## Begin Quoted passage
Monthly Archives: August 2006

Update on Are We Being Manipulated?

I was glad to see this Michelle Malkin column today. It’s all about Hezbollah’s manipulation of the media. We will probably never know an accurate count of civilians who have died.

I feel sorry for the people in Lebanon. Many of them are not involved with Hezbollah and would probably prefer their country had not been hijacked by this terrorist organization. Bridges are out; communities have been destroyed; and there are children growing up in the midst of this. I do not want to trivialize the horror that is happening in Lebanon and Israel. But it takes a special kind of depravity to use the bodies of dead children for propaganda. It takes a special kind of evil to pose dead bodies for the media, to do several takes and transfer bodies from one stretcher to another to try to get a better picture. It takes a mind completely given over to sin to dig up the bodies of dead children in order to get one more photo op out of them.
## End Quoted passage
## Begin Information supplied
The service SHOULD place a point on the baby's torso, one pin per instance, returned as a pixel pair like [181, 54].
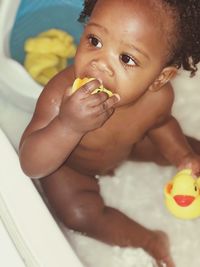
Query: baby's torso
[104, 149]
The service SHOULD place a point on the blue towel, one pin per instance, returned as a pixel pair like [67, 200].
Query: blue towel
[35, 16]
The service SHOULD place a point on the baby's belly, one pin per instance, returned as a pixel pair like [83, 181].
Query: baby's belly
[97, 161]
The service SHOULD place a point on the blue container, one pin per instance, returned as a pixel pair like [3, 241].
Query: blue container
[35, 16]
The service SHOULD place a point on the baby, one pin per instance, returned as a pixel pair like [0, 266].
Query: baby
[134, 48]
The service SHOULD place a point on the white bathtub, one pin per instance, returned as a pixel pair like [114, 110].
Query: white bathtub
[36, 237]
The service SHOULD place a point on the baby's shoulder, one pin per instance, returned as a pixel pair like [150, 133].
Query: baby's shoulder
[162, 99]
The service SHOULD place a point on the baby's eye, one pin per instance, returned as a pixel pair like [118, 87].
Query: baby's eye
[95, 41]
[128, 60]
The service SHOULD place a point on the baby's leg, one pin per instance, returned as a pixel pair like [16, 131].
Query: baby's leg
[146, 151]
[78, 204]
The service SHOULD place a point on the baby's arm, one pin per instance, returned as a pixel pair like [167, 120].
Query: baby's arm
[59, 122]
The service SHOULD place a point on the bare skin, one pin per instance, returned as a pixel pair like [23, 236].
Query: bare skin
[76, 137]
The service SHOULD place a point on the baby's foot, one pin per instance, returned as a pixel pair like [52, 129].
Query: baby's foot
[158, 247]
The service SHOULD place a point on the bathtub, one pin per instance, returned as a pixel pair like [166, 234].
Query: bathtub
[30, 226]
[29, 234]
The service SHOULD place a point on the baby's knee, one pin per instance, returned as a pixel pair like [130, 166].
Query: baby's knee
[83, 212]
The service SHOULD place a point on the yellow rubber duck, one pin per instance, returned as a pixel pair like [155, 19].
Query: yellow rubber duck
[80, 82]
[47, 54]
[182, 195]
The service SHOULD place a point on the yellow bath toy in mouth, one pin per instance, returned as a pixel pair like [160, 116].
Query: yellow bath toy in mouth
[80, 82]
[182, 195]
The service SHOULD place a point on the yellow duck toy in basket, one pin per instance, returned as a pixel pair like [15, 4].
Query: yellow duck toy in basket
[47, 54]
[182, 195]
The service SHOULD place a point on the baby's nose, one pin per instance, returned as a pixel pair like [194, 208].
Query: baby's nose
[102, 67]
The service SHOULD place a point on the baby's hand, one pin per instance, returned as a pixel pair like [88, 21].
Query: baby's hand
[83, 111]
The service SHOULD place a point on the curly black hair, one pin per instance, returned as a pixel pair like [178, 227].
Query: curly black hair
[186, 51]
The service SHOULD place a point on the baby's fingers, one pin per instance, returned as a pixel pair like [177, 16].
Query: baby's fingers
[109, 103]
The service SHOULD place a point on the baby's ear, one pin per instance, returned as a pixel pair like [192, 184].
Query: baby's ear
[165, 76]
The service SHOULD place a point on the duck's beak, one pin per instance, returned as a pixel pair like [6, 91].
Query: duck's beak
[183, 200]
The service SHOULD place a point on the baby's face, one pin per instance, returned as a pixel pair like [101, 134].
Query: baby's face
[124, 46]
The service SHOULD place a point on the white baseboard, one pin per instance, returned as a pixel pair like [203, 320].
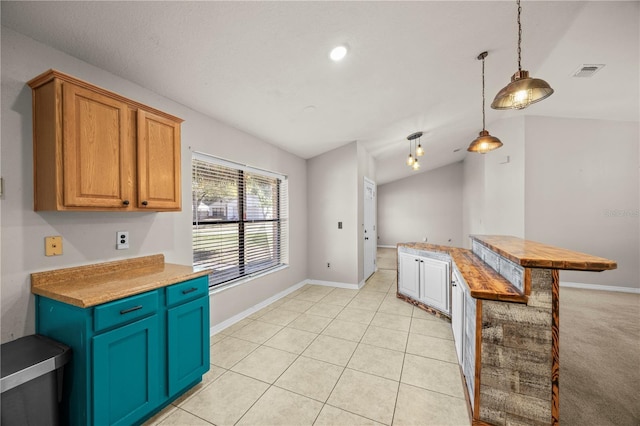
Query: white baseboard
[599, 287]
[337, 284]
[255, 308]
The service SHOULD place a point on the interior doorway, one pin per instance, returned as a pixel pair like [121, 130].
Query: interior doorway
[370, 240]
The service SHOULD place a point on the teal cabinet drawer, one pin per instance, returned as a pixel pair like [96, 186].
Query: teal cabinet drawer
[125, 311]
[188, 290]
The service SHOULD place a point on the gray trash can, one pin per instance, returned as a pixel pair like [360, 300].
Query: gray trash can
[31, 384]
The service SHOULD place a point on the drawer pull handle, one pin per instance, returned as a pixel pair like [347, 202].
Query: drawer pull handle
[126, 311]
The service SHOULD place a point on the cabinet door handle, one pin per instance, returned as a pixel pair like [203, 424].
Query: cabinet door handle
[126, 311]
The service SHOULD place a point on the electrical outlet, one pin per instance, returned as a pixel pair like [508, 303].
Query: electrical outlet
[122, 240]
[53, 246]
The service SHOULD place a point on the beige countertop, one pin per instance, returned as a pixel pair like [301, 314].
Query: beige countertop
[91, 285]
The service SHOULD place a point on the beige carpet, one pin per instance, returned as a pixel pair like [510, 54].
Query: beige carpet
[599, 358]
[599, 354]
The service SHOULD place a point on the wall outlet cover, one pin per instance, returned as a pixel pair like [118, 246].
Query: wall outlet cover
[122, 240]
[53, 246]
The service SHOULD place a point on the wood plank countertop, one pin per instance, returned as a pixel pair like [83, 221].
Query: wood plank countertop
[482, 280]
[91, 285]
[485, 283]
[531, 254]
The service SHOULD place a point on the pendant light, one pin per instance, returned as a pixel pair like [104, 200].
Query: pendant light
[523, 90]
[484, 142]
[412, 160]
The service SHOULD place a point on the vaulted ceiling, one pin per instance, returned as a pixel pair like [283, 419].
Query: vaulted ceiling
[263, 67]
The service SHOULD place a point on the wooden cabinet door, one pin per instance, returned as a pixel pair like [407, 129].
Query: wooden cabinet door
[188, 343]
[96, 164]
[409, 275]
[126, 371]
[158, 162]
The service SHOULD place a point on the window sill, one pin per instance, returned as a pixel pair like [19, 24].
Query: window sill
[240, 281]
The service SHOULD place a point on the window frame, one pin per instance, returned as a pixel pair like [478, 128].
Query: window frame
[280, 220]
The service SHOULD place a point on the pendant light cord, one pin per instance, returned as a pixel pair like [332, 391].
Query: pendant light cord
[519, 36]
[483, 93]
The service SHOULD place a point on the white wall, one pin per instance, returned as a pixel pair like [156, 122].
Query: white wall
[570, 183]
[472, 197]
[332, 198]
[494, 184]
[582, 192]
[504, 181]
[427, 204]
[88, 237]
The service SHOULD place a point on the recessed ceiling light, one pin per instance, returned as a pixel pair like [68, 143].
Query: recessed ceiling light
[338, 53]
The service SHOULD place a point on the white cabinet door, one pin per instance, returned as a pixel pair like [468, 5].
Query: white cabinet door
[409, 278]
[457, 315]
[434, 285]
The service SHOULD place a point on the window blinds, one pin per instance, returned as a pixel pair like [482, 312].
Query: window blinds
[240, 219]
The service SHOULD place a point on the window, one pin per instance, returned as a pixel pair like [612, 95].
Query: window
[240, 219]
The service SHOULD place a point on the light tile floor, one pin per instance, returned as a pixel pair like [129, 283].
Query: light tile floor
[330, 356]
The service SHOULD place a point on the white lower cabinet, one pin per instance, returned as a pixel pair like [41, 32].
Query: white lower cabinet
[425, 280]
[409, 280]
[463, 323]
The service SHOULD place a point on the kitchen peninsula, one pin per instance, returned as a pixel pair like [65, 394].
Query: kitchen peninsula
[502, 297]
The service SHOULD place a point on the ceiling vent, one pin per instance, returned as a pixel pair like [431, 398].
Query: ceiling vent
[587, 70]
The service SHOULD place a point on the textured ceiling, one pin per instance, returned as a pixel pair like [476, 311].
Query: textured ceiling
[263, 67]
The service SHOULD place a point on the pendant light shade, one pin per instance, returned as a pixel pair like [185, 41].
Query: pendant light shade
[523, 90]
[484, 142]
[412, 160]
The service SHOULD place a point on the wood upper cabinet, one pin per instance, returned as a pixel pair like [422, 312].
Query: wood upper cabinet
[158, 162]
[96, 150]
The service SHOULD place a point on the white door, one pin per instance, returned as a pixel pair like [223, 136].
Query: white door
[370, 240]
[434, 284]
[409, 279]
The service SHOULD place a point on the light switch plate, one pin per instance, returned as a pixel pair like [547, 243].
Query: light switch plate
[122, 240]
[53, 246]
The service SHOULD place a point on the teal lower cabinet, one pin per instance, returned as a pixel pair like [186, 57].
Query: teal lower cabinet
[125, 379]
[132, 356]
[188, 351]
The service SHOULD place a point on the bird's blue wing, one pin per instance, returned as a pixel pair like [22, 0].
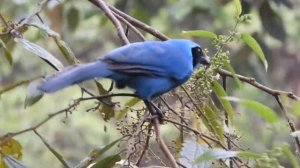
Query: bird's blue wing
[154, 58]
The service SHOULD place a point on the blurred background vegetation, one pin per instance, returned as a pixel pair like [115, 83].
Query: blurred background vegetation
[274, 24]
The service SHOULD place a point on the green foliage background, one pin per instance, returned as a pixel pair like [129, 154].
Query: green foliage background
[88, 33]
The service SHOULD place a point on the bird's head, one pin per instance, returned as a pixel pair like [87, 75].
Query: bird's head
[199, 57]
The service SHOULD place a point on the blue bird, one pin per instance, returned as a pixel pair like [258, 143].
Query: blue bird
[151, 68]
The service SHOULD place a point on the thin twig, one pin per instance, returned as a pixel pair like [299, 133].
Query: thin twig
[291, 124]
[158, 138]
[135, 30]
[162, 144]
[103, 6]
[262, 87]
[146, 145]
[4, 21]
[196, 132]
[140, 24]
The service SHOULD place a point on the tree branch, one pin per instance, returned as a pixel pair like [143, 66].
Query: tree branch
[102, 5]
[260, 86]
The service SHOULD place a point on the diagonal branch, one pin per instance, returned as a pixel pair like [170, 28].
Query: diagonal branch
[103, 6]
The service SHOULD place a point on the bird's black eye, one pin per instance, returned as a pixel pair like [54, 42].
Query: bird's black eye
[199, 57]
[197, 54]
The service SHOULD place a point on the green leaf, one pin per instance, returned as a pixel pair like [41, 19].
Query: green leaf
[12, 162]
[130, 103]
[72, 18]
[41, 52]
[6, 53]
[34, 94]
[213, 119]
[230, 69]
[55, 153]
[220, 92]
[290, 155]
[66, 51]
[200, 33]
[252, 43]
[238, 7]
[296, 108]
[215, 153]
[263, 111]
[108, 162]
[11, 147]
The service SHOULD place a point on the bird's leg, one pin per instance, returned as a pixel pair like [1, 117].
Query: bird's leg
[157, 113]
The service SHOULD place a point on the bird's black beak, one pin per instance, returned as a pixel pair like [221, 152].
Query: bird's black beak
[204, 60]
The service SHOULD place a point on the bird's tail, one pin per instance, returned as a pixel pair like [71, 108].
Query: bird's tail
[74, 74]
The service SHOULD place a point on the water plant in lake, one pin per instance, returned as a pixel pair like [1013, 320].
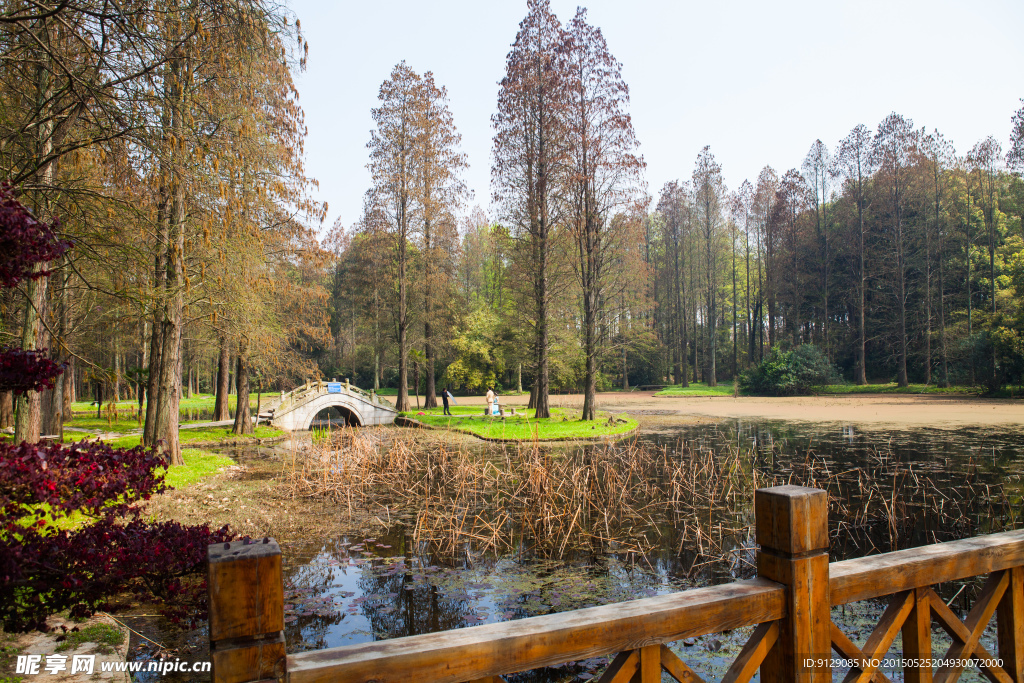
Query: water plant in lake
[632, 498]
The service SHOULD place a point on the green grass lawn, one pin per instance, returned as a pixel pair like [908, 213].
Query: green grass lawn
[697, 389]
[203, 435]
[892, 387]
[197, 402]
[562, 425]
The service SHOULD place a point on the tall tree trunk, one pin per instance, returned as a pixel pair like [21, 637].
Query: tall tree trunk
[626, 371]
[861, 358]
[901, 377]
[243, 416]
[169, 385]
[6, 410]
[28, 426]
[542, 381]
[402, 401]
[220, 409]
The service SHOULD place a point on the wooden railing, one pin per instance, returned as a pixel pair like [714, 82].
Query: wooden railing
[788, 602]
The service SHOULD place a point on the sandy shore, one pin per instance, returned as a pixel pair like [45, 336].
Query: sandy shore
[878, 411]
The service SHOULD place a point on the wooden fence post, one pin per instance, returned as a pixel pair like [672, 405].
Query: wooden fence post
[793, 534]
[247, 611]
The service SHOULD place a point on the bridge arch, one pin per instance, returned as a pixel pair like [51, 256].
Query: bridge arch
[298, 414]
[347, 415]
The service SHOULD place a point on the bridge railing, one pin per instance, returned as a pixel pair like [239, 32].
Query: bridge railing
[790, 603]
[296, 395]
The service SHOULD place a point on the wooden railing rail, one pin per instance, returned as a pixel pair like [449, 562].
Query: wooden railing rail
[790, 602]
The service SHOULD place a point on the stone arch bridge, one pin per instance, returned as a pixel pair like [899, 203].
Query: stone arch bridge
[300, 407]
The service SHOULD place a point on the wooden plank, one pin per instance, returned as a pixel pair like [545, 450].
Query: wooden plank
[883, 636]
[247, 610]
[622, 668]
[793, 531]
[849, 650]
[977, 619]
[241, 665]
[878, 575]
[650, 664]
[753, 653]
[787, 518]
[1010, 619]
[246, 591]
[951, 624]
[465, 654]
[918, 640]
[678, 669]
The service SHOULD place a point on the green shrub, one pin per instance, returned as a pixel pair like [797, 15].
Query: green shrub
[788, 373]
## End Information supplied
_Tasks to perform_.
1 > In the blog post, whose column was the writer glad to see?
2 > Extract each line of the records in which the word "shore" appears.
The blog post and the records are unrelated to each other.

_Set of answers_.
1 > A column by Michelle Malkin.

2 >
The service SHOULD place a point on the sandy shore, one pin per instance, returned as a pixel pair like [45, 336].
Query: sandy shore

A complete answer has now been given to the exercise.